It is now common knowledge that rain-fed farming is no longer viable.
Most farmers are, therefore, going for irrigation systems to give their crops sufficient water as the dry spell bites.
But even as many take up the technology, few farmers know how to efficiently use the various irrigation systems for more yields.
I visited farmer Mary the other day in Machakos when she had just harvested her bulb onions. She proudly informed me that she harvested about seven tonnes per acre.
Well, I could share her joy but the harvest was quite below the expected yields of 16-20 tonnes per acre.
One of the things to which I attributed the low yields was the irrigation scheduling, which Mary said she had a problem with. According to her, she watered her crops every day using the drip irrigation systems for about 20 minutes.
The recommended watering duration using the drip irrigation system for her area is two hours, three times per week, but it depends on the weather conditions.
Drip is the commonly used irrigation system in Kenya, with the others being overhead and surface irrigation. The choice of an irrigation method depends on the topography of the land, availability of water, variations in soil types, source of power to pump water, on-farm storage capacity and capital required.

[GIVEN RECORDS]
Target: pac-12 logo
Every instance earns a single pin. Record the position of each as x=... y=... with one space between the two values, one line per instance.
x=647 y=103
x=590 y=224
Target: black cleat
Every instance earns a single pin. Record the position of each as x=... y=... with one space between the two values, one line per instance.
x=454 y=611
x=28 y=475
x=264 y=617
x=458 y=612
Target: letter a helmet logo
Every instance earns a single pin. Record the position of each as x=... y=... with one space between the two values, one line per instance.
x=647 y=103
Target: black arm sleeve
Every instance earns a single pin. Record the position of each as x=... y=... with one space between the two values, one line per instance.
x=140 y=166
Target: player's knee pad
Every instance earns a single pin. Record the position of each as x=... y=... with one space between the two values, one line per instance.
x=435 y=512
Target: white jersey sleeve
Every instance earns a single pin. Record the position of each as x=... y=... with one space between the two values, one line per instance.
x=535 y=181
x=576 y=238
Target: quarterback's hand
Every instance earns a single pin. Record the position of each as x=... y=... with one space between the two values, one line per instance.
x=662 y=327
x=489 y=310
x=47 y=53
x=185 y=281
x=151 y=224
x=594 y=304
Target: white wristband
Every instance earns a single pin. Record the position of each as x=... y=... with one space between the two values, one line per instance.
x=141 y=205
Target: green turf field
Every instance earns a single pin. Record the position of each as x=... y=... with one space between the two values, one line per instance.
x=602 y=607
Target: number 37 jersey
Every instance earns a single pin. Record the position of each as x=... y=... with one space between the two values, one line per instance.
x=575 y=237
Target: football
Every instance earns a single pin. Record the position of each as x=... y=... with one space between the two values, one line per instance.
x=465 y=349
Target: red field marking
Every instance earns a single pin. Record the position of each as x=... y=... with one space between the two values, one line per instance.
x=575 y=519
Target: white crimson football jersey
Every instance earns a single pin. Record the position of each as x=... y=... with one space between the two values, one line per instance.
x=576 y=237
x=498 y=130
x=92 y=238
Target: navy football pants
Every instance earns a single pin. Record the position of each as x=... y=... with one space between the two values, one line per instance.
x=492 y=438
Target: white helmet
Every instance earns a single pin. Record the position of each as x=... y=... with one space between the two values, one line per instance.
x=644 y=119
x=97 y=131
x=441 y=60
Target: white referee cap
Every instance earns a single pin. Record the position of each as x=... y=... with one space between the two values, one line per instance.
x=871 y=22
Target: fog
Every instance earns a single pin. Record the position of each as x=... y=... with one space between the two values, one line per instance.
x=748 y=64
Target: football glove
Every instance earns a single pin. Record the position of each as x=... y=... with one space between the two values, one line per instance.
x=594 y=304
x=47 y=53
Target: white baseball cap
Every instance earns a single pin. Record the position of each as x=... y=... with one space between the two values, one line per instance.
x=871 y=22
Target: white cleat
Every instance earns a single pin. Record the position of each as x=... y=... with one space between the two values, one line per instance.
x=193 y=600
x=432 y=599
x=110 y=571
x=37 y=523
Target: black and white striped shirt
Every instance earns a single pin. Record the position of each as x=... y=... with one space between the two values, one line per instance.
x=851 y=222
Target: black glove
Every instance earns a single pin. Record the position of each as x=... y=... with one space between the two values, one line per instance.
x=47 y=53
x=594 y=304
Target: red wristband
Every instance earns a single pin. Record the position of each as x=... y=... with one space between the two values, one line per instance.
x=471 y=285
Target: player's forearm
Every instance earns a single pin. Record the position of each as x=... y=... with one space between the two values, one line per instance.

[REQUIRED ACTIONS]
(A) In one to three sentences, explain why the writer of the irrigation passage judged Mary's onion harvest to be low, and name the cause the writer linked to it.
(B) Give the lines of the listing as a numbered list, leaving out blank lines. Start with the line containing "Target: football glove" and go on through the last line of the listing.
The listing has no connection to the irrigation passage.

[ANSWERS TO THE EXERCISES]
(A) Her harvest of about seven tonnes per acre fell well short of the expected 16-20 tonnes per acre. The writer attributed this partly to her irrigation scheduling. She ran her drip system every day for about 20 minutes, while the recommended duration for her area is two hours, three times per week, depending on the weather.

(B)
1. Target: football glove
2. Every instance earns a single pin. Record the position of each as x=... y=... with one space between the two values, one line per instance.
3. x=594 y=304
4. x=47 y=53
5. Target: white baseball cap
6. Every instance earns a single pin. Record the position of each as x=... y=... with one space between the two values, one line per instance.
7. x=871 y=22
8. Target: white cleat
9. Every instance earns a single pin. Record the position of each as x=... y=... with one space between the two values, one line per instance.
10. x=193 y=600
11. x=432 y=599
12. x=110 y=571
13. x=37 y=523
14. Target: black and white striped shirt
15. Every instance earns a single pin. Record the position of each as x=... y=... with one space between the two values, one line per instance.
16. x=851 y=222
17. Target: black glove
18. Every instance earns a single pin. Record the position of each as x=... y=... with one space between the two values, one line per instance.
19. x=47 y=53
20. x=594 y=304
21. Target: red wristband
22. Every instance earns a single pin. Record the position of each as x=... y=... with one space between the two values, one line per instance.
23. x=471 y=285
24. Target: player's forearm
25. Every instance earns a single pin. Record the position of each as x=... y=... with one space between the two values, one line per instance.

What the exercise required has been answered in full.